[Short task] Copy the lines verbatim, beginning with the line that contains "[segment] blue water" and continuing through the end of the data, and only those lines.

[Dataset content]

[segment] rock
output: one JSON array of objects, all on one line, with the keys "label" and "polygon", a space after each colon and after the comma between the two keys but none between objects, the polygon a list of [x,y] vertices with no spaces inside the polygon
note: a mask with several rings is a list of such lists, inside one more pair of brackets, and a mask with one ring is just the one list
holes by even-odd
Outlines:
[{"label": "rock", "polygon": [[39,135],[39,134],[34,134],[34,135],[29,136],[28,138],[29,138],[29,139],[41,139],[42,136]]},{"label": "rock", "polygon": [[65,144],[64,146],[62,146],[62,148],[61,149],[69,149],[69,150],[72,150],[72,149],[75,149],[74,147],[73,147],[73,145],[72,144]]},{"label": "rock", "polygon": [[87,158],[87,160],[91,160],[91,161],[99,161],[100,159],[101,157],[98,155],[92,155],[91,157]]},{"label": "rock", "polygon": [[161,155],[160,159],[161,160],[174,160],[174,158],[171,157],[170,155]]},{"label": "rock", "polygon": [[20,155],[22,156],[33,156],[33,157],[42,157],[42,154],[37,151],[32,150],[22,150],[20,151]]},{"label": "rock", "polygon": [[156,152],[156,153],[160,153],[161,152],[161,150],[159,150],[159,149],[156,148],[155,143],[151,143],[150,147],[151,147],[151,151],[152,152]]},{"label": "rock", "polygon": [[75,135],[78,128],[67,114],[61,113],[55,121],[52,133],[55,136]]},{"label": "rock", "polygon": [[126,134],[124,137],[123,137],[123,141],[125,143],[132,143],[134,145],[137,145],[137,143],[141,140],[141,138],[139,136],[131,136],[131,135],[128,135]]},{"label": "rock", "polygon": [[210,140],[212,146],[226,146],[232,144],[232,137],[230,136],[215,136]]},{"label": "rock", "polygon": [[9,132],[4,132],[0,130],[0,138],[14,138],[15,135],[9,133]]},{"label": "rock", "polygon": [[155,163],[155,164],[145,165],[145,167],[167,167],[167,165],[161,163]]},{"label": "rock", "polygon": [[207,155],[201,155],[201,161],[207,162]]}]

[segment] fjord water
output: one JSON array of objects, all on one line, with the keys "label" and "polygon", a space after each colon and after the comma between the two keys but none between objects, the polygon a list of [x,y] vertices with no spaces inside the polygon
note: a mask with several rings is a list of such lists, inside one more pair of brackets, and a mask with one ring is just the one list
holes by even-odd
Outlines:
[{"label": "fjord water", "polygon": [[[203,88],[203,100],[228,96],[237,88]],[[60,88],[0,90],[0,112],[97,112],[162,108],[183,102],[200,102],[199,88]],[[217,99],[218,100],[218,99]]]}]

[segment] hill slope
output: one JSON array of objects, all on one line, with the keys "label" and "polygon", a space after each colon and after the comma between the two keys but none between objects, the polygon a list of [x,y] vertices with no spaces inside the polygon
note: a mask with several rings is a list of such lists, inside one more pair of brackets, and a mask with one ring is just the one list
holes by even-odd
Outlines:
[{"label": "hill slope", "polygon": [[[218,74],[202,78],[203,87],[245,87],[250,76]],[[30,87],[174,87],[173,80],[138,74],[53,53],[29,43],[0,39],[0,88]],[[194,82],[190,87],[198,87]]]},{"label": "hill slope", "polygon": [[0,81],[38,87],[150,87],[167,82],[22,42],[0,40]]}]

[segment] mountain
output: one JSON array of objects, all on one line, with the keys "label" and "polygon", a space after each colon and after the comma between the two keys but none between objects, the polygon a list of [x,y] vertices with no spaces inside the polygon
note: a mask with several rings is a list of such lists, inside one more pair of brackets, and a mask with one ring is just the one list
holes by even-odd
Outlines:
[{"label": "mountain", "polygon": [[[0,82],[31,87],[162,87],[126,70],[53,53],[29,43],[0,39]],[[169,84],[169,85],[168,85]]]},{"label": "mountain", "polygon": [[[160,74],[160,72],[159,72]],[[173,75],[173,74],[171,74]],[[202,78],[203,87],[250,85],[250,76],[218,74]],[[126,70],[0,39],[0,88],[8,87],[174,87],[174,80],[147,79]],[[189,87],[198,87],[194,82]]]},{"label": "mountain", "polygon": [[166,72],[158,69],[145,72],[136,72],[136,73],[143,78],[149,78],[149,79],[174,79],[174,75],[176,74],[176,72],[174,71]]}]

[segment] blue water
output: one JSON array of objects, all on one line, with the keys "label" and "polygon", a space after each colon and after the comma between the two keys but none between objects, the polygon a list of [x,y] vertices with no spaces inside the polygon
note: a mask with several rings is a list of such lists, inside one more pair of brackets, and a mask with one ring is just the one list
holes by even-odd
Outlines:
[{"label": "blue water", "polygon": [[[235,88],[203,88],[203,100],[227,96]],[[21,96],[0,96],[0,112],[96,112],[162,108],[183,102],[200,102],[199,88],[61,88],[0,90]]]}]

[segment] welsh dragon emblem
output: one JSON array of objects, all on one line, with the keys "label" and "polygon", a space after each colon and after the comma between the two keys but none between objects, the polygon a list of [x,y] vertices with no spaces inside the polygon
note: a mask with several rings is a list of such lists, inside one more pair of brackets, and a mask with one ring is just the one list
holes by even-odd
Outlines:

[Solved exercise]
[segment] blue water
output: one JSON array of objects, all on one line, with the keys "label" and "polygon", a space after each colon and after the comma between the two keys but none between objects, the polygon a list of [x,y] vertices with no spaces inside the polygon
note: a mask with several rings is a list of such lists, inside one more pair of brackets, and a mask with one ring is just the one list
holes by even-odd
Outlines:
[{"label": "blue water", "polygon": [[[235,88],[203,88],[203,100],[227,96]],[[21,96],[0,96],[0,112],[96,112],[162,108],[183,102],[200,102],[199,88],[61,88],[0,90]]]}]

[segment] welsh dragon emblem
output: one JSON array of objects, all on one line, with the keys "label" and "polygon", a space after each colon and after the comma between the two keys but none between objects, the polygon a list of [x,y] vertices with no spaces inside the polygon
note: a mask with several rings is a list of such lists, inside one more pair of brackets, and a mask with one ring is just the one list
holes by even-odd
Outlines:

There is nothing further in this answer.